== Given records ==
** START **

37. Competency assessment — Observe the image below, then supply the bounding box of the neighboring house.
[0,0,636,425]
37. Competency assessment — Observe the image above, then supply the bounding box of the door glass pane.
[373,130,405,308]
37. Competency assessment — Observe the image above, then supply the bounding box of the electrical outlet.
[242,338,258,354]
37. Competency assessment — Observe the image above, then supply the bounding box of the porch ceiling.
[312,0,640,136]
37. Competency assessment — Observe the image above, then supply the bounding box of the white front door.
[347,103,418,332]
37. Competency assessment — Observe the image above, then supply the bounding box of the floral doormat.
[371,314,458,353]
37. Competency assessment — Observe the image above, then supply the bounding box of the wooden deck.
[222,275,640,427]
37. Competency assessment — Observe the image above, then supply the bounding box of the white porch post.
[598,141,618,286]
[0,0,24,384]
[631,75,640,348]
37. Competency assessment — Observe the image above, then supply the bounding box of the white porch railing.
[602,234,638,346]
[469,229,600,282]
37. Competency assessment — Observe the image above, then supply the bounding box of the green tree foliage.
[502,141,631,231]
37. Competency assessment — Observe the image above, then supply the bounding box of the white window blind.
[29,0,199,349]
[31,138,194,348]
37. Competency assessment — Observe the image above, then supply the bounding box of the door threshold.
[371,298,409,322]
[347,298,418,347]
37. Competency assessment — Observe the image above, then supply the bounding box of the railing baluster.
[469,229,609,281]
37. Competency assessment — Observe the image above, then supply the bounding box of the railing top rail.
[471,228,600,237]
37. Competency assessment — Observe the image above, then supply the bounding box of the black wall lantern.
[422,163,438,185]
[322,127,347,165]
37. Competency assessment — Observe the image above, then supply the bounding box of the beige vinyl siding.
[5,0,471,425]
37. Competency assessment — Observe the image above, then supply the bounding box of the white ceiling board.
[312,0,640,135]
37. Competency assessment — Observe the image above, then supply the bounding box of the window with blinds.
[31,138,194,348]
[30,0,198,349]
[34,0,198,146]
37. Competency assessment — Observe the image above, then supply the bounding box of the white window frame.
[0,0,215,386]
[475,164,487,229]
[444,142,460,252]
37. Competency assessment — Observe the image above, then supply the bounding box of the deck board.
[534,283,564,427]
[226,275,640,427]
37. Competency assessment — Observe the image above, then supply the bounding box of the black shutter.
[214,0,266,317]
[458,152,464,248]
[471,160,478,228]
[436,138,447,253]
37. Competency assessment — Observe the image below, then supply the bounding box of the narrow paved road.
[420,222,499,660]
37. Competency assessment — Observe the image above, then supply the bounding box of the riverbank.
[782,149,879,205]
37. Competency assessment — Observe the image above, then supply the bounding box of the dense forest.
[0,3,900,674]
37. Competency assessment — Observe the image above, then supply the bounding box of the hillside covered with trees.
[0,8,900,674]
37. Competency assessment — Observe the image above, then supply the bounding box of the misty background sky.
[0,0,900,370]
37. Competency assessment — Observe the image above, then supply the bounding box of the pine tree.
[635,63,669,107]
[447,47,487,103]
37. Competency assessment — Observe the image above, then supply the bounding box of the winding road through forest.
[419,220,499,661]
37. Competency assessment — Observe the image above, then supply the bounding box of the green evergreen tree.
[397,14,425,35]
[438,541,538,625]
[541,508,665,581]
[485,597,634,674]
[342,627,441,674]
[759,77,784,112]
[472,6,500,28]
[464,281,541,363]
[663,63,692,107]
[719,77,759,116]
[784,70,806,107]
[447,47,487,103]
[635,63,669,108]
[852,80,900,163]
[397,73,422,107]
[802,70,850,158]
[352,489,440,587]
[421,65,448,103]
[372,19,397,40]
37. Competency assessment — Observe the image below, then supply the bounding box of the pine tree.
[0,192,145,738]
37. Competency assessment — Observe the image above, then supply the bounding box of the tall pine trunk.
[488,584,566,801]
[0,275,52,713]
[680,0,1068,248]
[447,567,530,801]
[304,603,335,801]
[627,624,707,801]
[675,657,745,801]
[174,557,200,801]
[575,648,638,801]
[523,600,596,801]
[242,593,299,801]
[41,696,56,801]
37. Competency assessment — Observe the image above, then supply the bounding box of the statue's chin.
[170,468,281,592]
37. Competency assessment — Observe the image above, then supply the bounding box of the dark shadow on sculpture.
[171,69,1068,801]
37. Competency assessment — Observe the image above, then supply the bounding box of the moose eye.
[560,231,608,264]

** END **

== Short exercise ==
Can you put the stretch from the line containing "white ceiling board." through the line containing "[0,8,900,674]" into a numbered list, one entry per line, with blank lines left out and nothing else added?

== Complete output ==
1. 37. Competency assessment — Observe the image above, then supply the bounding box of the white ceiling board.
2. [312,0,640,135]
3. 37. Competency assessment — Observe the image above, then supply the bounding box of the window with blinds.
4. [31,138,194,348]
5. [30,0,198,349]
6. [34,0,198,146]
7. 37. Competency assessment — Observe the image above, then supply the bounding box of the white window frame.
8. [0,0,215,386]
9. [475,164,487,229]
10. [444,142,460,252]
11. 37. Competency assessment — Observe the image above, then supply the bounding box of the deck board.
12. [534,283,564,427]
13. [226,275,640,427]
14. 37. Competency assessment — Observe the image above, then supply the bounding box of the black shutter.
15. [214,0,266,317]
16. [458,152,464,248]
17. [471,160,478,228]
18. [436,138,447,253]
19. 37. Competency assessment — Observe the image below, then supply the bounding box of the narrow paved road.
20. [420,222,499,660]
21. 37. Competency assessment — Observe the image above, then supply the bounding box of the riverbank.
22. [782,149,879,205]
23. 37. Competency assessment — Observe the image above, then supply the bounding box of the dense forest.
24. [0,3,900,674]
25. 37. Competency assessment — Observe the image above, then supply the bounding box of the hillside covered with trees.
26. [0,8,900,674]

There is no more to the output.